ACTIVITY 1: Do statements (a), (b) and (c) agree with the account of the Totalise email problem? For each one, answer yes or no and quote the exact words from the account that decide it. (a) Dell sent an engineer under the support contract. (b) The PowerVault disk array had been configured for RAID. (c) The mail server was reopened to clients at 12 noon.
ACTIVITY 2: Continue the account of the Totalise email problem, starting after its final sentence.

PROVIDED PASSAGE:

ISP losing email

Whilst I was consultant/I.T. Director at Totalise, a rapidly growing ISP, a major email problem developed. Reports came in that subscribers email folders were losing their stored email. As Totalise focused on webmail backed by IMAP4, this was a major issue. To begin with the reports were so random we couldn't see any clues as to the cause. What we did discover was, the emails would often reappear!

The mail system was Infinite Interchange running on Windows NT4 on a Dell PowerEdge cluster. Myself and the lead server administrator spent hours watching the servers over remote connections to the data-center. Just as we thought we weren't going to discover anything a set of user account directories all starting with the letter 'M' disappeared in front of our eyes.

We were totally at a loss to understand why. Just as we started to investigate the PowerVault storage the directories reappeared - we were so surprised we just laughed in relief; joking about the ghost in the machine. Throughout the day more email directories would go missing only to return later.

We became convinced it was an issue with the Dell PowerVault so we called Dell. Despite the expensive support contract we had with them they wouldn't send out an engineer to help us. This caused a storm when the CEO heard because by then Totalise had thousands of customers being affected and no explanation or solution in sight.

With Dell refusing to help us the decision was made to replace the Dell PowerVault with an IBM Netfinity array. I phoned around as if I was doing my weekly shop and was amazed to discover there was one sitting in a distributor's warehouse about 4 miles away - if I had £15,000 to spare. We quickly completed the purchase and arranged for a van to carry the new disk array to the data center on the Friday night.

We had advised the subscribers we'd be shutting down the email servers for repairs overnight, so 3 senior engineers and myself headed to the data-center after close of business Friday. An IBM engineer arrived to provide assistance if needed, too.

I was amazed and angry to discover that the 3-server PowerEdge cluster with fibre-channel connected RAID PowerVault had actually been incorrectly configured by the company engineer when it was first installed and what we had was a single unclustered NT4 server in use, one standing idle, and one actually switched off. To make matters worse, the PowerVault disk array wasn't configured for RAID - we had no redundancy for 160,000 email accounts!

At 1am we shut down the server and began swapping the disk arrays. We had to leave reconfiguring the servers as a cluster for another time. Once the Netfinity array was in place we began the process of formatting it for RAID-5. A couple of hours later it was ready and we began copying the mail folders from the PowerVault to the NetFinity.

We had to use some special software tools to update the Interchange email-server indexes and for that we had the U.S. programmers on an open line with us writing utilities on the fly. It took a couple of aborted attempts before a good transfer was under way. It was obvious the transfer of email from the PowerVault was going to take a day rather than a few hours, so we advised the subscribers when we opened the mail-server to clients again on-time at 12 noon.

ENTRIES SUPPLIED:

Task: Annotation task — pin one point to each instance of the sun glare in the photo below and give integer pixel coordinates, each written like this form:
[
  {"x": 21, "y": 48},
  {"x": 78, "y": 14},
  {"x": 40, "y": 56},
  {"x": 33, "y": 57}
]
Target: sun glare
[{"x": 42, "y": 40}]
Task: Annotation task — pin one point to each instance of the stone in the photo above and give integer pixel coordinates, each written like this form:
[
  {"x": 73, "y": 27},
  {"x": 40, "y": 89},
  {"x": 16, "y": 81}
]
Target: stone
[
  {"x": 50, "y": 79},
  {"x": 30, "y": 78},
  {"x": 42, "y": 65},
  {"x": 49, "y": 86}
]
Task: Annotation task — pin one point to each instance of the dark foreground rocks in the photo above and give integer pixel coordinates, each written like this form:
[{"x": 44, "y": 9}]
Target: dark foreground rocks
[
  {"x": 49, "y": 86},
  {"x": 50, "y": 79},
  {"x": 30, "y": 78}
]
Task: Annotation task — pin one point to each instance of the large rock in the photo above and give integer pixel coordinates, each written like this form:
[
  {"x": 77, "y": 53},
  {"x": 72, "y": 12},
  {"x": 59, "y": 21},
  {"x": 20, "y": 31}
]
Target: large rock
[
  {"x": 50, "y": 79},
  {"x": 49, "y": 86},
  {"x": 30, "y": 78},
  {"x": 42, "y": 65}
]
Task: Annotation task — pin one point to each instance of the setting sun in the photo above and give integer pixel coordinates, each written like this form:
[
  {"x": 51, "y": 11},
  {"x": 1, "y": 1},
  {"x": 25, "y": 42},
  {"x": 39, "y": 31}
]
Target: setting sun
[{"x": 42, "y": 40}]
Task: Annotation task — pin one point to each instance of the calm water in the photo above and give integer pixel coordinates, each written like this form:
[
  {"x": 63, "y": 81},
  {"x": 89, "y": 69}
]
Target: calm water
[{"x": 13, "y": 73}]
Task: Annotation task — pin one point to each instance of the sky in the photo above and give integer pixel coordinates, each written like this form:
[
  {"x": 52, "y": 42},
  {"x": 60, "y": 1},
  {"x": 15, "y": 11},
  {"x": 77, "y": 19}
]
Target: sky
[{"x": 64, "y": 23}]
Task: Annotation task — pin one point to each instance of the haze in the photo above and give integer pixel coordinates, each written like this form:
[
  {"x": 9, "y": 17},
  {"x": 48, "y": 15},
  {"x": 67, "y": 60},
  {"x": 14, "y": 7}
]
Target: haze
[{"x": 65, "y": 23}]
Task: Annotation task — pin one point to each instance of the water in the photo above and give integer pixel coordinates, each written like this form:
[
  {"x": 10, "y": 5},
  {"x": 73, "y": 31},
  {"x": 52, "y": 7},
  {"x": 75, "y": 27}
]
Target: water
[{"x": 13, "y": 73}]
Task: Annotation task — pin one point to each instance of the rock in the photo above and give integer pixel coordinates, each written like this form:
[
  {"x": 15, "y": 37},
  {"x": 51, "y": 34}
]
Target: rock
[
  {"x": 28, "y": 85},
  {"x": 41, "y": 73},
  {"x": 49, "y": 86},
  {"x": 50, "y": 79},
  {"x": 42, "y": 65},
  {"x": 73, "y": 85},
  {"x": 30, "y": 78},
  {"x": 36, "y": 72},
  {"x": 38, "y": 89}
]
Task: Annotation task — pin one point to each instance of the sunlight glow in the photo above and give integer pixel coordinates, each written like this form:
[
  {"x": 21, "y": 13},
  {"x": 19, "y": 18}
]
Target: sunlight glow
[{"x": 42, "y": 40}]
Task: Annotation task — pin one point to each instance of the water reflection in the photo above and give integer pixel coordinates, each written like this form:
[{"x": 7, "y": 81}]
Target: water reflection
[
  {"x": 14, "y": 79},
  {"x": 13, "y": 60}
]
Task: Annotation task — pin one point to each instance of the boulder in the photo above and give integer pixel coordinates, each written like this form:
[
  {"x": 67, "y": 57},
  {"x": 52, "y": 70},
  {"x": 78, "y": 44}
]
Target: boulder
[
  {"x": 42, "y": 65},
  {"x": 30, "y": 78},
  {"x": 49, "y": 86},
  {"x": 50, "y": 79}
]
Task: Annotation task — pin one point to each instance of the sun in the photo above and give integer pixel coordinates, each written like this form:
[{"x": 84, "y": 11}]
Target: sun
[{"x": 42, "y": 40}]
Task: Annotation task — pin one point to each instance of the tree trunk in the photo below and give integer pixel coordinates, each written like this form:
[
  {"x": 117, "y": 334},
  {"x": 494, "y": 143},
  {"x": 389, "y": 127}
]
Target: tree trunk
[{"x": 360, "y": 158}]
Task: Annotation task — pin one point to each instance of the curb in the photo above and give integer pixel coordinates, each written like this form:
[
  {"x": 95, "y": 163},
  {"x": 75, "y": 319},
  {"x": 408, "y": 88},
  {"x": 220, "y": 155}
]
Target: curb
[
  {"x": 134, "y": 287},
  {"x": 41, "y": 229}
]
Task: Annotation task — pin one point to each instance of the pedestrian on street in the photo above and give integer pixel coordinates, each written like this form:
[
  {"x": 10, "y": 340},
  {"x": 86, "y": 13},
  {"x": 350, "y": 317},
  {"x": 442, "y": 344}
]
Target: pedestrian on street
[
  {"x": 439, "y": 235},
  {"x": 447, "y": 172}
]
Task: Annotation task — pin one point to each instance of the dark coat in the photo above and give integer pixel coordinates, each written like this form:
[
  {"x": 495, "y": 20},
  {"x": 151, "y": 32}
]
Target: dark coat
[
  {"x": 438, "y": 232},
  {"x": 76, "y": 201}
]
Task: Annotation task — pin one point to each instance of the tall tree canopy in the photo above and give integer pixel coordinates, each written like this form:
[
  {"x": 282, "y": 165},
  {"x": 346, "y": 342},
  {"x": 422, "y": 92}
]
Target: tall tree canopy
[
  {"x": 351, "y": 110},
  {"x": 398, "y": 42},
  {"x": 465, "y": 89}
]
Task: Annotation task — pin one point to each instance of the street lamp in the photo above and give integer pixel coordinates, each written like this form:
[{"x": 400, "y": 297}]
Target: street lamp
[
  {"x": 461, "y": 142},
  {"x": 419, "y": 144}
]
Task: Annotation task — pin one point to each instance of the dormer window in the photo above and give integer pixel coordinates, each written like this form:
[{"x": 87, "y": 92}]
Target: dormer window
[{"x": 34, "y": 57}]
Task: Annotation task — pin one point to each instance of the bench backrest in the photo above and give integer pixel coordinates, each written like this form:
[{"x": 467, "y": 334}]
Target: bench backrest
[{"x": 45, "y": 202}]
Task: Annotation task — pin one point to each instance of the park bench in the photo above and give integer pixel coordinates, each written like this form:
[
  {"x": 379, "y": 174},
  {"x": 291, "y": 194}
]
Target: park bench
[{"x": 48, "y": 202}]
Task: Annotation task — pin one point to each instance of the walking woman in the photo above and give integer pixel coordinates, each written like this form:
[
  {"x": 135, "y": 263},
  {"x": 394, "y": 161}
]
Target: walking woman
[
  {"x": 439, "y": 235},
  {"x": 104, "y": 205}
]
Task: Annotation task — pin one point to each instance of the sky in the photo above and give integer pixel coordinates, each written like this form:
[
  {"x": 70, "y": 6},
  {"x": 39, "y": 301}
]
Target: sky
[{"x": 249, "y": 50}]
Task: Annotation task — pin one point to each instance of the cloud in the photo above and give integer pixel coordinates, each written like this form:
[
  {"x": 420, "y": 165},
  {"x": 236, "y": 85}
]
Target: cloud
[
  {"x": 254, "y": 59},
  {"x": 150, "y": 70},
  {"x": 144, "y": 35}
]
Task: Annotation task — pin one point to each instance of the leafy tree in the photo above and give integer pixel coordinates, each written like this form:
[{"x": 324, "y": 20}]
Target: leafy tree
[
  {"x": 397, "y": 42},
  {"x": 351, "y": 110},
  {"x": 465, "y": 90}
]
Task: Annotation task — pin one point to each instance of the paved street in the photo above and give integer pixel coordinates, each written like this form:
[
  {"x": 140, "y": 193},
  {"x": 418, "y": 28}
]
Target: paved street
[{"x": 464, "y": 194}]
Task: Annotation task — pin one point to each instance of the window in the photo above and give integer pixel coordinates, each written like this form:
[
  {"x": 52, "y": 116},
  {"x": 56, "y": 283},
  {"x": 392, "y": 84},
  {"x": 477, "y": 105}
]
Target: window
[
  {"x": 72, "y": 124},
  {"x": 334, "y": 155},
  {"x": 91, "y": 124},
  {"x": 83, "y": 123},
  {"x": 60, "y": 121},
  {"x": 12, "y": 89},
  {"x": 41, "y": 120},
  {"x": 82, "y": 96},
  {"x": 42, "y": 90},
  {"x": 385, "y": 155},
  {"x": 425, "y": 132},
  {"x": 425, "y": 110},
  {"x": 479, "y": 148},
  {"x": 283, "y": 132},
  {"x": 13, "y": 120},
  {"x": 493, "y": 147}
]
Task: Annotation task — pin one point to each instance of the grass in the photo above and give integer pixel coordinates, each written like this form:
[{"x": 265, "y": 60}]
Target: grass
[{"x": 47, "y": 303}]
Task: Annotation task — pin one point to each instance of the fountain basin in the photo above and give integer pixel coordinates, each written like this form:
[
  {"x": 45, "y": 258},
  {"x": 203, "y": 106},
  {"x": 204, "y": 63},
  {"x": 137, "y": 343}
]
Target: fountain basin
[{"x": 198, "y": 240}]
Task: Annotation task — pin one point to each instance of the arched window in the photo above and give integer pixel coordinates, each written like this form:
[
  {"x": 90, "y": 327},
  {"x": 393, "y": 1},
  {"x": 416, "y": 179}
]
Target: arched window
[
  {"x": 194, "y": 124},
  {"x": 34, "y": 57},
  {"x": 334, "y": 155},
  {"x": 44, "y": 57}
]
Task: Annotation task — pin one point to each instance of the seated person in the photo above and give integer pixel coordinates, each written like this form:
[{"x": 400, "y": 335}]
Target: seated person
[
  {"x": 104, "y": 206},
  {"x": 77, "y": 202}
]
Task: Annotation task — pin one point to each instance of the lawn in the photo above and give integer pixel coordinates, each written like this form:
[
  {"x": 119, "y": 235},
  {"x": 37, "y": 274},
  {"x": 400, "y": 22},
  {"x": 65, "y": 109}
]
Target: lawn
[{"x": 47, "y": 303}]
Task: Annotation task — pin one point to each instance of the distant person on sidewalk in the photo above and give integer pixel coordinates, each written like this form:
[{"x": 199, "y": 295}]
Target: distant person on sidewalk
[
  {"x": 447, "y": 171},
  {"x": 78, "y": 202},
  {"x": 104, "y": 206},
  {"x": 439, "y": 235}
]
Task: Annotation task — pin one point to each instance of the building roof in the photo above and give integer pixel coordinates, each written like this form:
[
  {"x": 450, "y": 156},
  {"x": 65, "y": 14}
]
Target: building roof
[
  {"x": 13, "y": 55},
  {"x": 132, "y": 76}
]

RESPONSE AREA 1:
(a) No: "they wouldn't send out an engineer to help us"
(b) No: "the PowerVault disk array wasn't configured for RAID"
(c) Yes: "when we opened the mail-server to clients again on-time at 12 noon"

RESPONSE AREA 2:
We all headed off for a good sleep and what we hoped would be a relaxing weekend. On Monday morning email directories were still being transfered to the Netfinity but by late afternoon the transfer was complete.

Around 2am Tueday morning I was woken with reports that the email-server was losing email again. Knowing we didn't have a cluster configured and worrying now that the problem was caused by the server, I headed for the office and began investigating.

When the engineers arrived at 9am I was working through every bit of information and every decision we had gone through the previous week. I was also reading reams of Microsoft Knowledge Base articles for any clues. Around lunch-time I discovered a KB article (Q229607 "File Corruption on an NTFS Volume with More Than 4 Million Files" archived by Jeff Par) that reported that NTFS volumes would appear to lose directory entries if the volume had more than 4 million files, because of a pointer wrap-around bug. The bug was fixed in service pack 6. I checked the mail servers and discovered they were running SP5!

I was ready to explode at this point but I reviewed our decisions again and saw that we'd already asked about this bug and the Interchange engineers had told us that it was fixed in NT SP5. We asked them again, and they repeated that it was fixed in SP5. We pointed them at the MS KB article and listened to the deafening silence as they realised the error.

We quickly developed a plan to update the server to SP6 that afternoon before the early-evening demand kicked in. We were able to restart the server with SP6 by 5pm and were relieved to see all directories present. We hung about in the office until 9pm just in case, but this time the problem was solved.

It was a very stressful week for everyone, especially as we couldn't diagnose the issue. It was also very costly in time and money, but it taught everyone a lesson about ensuring systems are correctly configured and not trusting to hearsay. A couple of weeks later when the fuss had died down myself and the systems admin spent another overnight session in the data-center configuring the cluster and adding two more CPUs into the servers so each had four. From that time on server-loads dropped from 80% to 10% and the email system didn't fail again.